Work to do: Reproduce all of the records below word for word, omitting the pictures.

**** Records for this task

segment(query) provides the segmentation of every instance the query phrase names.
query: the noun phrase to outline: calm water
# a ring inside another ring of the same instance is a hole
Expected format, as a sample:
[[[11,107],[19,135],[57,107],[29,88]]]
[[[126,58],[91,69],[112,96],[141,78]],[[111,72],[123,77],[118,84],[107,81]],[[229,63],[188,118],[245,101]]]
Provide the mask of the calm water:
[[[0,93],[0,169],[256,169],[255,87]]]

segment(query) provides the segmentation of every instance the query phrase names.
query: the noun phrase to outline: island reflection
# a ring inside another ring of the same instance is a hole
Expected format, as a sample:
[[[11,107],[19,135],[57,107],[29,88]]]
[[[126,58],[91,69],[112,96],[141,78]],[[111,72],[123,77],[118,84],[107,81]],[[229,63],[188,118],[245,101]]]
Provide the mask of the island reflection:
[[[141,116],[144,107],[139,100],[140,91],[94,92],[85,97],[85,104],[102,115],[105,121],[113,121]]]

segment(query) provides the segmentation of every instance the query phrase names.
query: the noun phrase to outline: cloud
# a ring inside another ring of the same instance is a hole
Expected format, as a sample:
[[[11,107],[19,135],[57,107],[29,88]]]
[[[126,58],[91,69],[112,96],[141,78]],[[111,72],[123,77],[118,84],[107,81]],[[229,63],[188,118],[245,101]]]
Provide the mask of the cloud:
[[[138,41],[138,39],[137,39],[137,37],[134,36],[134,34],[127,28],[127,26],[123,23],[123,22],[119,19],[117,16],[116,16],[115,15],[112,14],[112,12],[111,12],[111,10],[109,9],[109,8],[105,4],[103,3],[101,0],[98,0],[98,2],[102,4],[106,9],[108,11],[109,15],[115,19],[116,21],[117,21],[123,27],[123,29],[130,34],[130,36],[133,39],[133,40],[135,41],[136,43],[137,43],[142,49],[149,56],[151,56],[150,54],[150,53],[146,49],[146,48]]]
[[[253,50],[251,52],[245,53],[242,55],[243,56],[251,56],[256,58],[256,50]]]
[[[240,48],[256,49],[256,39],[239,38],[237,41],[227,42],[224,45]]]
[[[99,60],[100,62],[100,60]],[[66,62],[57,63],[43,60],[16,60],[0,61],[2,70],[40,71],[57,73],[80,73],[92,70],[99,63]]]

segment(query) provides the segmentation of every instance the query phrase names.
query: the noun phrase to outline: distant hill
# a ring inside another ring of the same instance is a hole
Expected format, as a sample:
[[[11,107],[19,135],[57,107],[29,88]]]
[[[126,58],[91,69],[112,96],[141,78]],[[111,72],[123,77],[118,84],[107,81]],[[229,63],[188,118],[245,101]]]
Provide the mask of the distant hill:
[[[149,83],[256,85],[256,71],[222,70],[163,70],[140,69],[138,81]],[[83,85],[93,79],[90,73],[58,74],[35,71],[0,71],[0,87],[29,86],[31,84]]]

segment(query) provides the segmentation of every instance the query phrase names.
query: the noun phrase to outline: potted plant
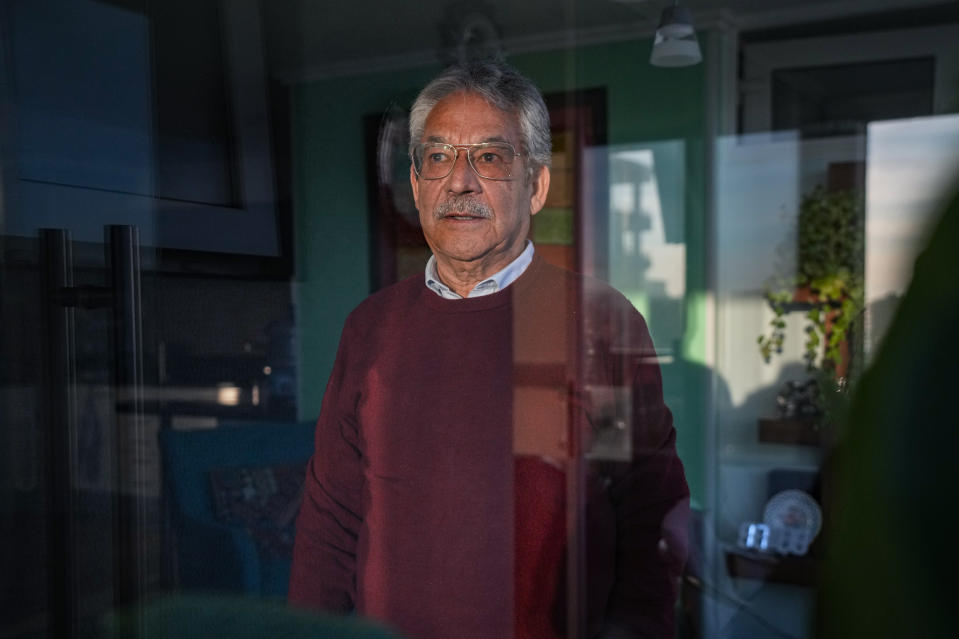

********

Right answer:
segment(query) provides the segmentation of every instance the query phrase names.
query: the noun phrase to outline: calm water
# a ring inside another ring of the same instance is a hole
Expected format, as a sample:
[[[11,107],[19,135],[57,107],[29,88]]]
[[[126,58],[91,69],[112,96],[141,78]],[[111,72],[123,77],[118,84],[107,81]],[[229,63],[188,118],[245,101]]]
Provide the mask of the calm water:
[[[0,93],[0,169],[256,169],[255,87]]]

segment(query) provides the segmentation of every instance the query phrase names.
query: the noun phrase to outline: island reflection
# a ring inside another ring of the same instance is a hole
Expected format, as a sample:
[[[11,107],[19,135],[57,107],[29,88]]]
[[[126,58],[91,69],[112,96],[141,78]],[[111,72],[123,77],[118,84],[107,81]],[[229,63],[188,118],[245,101]]]
Provide the mask of the island reflection:
[[[141,116],[144,107],[139,100],[140,91],[94,92],[85,97],[85,104],[102,115],[105,121],[113,121]]]

segment(query) provides the segmentation of every instance the query phrase names.
query: the noun phrase to outline: cloud
# a ring inside another ring of the same instance is a hole
Expected format, as a sample:
[[[11,107],[19,135],[57,107],[29,88]]]
[[[126,58],[91,69],[112,96],[141,78]],[[111,72],[123,77],[118,84],[107,81]],[[229,63],[188,118],[245,101]]]
Provide the mask of the cloud:
[[[138,41],[138,39],[137,39],[137,37],[134,36],[134,34],[127,28],[127,26],[123,23],[123,22],[119,19],[117,16],[116,16],[115,15],[112,14],[112,12],[111,12],[111,10],[109,9],[109,8],[105,4],[103,3],[101,0],[98,0],[98,2],[102,4],[106,9],[108,11],[109,15],[115,19],[116,21],[117,21],[123,27],[123,29],[130,34],[130,36],[133,39],[133,40],[135,41],[136,43],[137,43],[142,49],[149,56],[151,56],[150,54],[150,53],[146,49],[146,48]]]
[[[253,50],[251,52],[245,53],[242,55],[243,56],[251,56],[256,58],[256,50]]]
[[[240,48],[256,49],[256,39],[239,38],[237,41],[227,42],[224,45]]]
[[[99,60],[100,62],[100,60]],[[66,62],[57,63],[43,60],[16,60],[0,61],[2,70],[40,71],[57,73],[80,73],[92,70],[99,63]]]

segment(query) provides the segmentation of every instance the query phrase names.
query: the noun phrase to outline: distant hill
# a ring inside another ring of the same instance is a hole
Expected format, as a sample:
[[[11,107],[19,135],[57,107],[29,88]]]
[[[126,58],[91,69],[112,96],[141,78]],[[111,72],[123,77],[118,84],[107,81]],[[229,63],[188,118],[245,101]]]
Provide the mask of the distant hill:
[[[149,83],[256,85],[256,71],[222,70],[163,70],[140,69],[138,81]],[[83,85],[93,79],[90,73],[58,74],[35,71],[0,71],[0,87],[29,86],[31,84]]]

segment(query) provides the segmentation of every instance the query phrase names.
query: the noun phrase to outline: potted plant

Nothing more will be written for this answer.